• _Working data_:

· · ·

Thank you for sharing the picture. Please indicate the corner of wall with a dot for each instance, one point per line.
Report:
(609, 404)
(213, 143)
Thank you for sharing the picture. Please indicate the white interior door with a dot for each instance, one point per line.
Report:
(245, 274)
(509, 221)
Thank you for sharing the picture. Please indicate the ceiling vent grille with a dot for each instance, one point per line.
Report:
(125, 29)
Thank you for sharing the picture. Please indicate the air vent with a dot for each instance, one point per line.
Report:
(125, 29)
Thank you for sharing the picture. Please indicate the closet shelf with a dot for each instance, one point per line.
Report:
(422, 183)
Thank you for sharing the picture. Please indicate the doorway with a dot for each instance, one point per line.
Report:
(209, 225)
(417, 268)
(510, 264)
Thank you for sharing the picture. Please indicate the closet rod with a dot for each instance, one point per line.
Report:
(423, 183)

· · ·

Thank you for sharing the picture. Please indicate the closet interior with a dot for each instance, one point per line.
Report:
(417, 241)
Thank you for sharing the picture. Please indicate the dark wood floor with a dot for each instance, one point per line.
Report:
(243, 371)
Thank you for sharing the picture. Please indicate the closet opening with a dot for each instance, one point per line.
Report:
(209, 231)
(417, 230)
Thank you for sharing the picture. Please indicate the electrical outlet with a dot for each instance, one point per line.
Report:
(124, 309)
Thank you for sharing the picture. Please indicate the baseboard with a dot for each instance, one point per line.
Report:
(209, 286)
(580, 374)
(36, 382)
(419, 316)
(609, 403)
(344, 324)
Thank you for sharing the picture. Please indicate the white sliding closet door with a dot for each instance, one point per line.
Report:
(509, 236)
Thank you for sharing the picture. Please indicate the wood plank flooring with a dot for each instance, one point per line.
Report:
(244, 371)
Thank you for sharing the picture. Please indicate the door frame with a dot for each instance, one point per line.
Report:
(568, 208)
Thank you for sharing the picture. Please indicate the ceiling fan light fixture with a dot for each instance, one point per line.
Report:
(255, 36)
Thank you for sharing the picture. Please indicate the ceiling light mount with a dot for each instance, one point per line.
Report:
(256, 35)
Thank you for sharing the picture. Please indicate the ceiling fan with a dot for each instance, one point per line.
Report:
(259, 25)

· · ·

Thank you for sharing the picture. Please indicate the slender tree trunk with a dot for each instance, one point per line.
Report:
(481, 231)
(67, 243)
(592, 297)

· · ·

• _What to work on_:
How many of the lines above contain the string "light"? Case counts, and the reply should be the number alone.

• _Problem solution_:
2